§ Exercise materials:
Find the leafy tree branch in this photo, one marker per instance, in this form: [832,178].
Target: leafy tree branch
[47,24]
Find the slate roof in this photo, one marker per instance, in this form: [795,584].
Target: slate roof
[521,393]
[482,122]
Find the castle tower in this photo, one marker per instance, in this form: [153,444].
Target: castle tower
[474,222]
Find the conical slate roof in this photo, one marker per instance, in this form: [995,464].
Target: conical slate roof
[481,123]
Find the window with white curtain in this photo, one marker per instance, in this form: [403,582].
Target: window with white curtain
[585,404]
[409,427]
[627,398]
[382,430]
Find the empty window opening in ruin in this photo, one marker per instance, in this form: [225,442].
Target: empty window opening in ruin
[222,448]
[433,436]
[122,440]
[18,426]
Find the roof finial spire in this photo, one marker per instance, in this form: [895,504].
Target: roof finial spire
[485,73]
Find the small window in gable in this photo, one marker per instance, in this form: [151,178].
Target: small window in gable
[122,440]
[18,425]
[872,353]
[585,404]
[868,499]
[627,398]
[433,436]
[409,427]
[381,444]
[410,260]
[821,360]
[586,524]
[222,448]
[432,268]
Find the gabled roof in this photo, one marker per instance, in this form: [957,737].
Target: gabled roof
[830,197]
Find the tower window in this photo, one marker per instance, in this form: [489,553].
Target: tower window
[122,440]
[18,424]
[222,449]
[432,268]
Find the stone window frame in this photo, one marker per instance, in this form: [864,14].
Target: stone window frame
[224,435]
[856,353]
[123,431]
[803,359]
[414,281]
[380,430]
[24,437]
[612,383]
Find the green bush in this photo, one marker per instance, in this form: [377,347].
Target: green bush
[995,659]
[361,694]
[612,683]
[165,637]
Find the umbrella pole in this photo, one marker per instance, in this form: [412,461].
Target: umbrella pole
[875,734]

§ What is expected:
Starting at the line that has "Find the small" and continuing through the end of the listing, rewrite those lines with "green bush" replaced by "leafy shrub". Leave everything else unchanged.

§ Task result:
Find the small window in gable in this photo, one marker per instance, in this form: [151,178].
Target: small window in gable
[122,440]
[18,425]
[872,353]
[585,404]
[868,499]
[627,398]
[433,436]
[409,427]
[381,444]
[410,260]
[821,360]
[586,524]
[222,448]
[432,268]
Find the gabled roof in this photo, one marker per instance, in this form: [957,737].
Target: gabled roof
[830,197]
Find the tower window in this photo, one marker per instance, in this form: [489,553].
Target: tower window
[122,440]
[18,424]
[222,449]
[432,268]
Find the stone window frame in this photo, one marker per instance, in this form: [864,14].
Target: stone window frame
[224,435]
[856,353]
[123,431]
[803,359]
[414,281]
[380,430]
[24,437]
[612,383]
Find the leafy shrub in this photo, one marker per instance, in this form: [377,347].
Target: leafy shrub
[995,659]
[361,694]
[612,683]
[165,637]
Find the umbrella pole in this photo, one marker per instance, in this form: [412,461].
Target: umbrella pole
[875,734]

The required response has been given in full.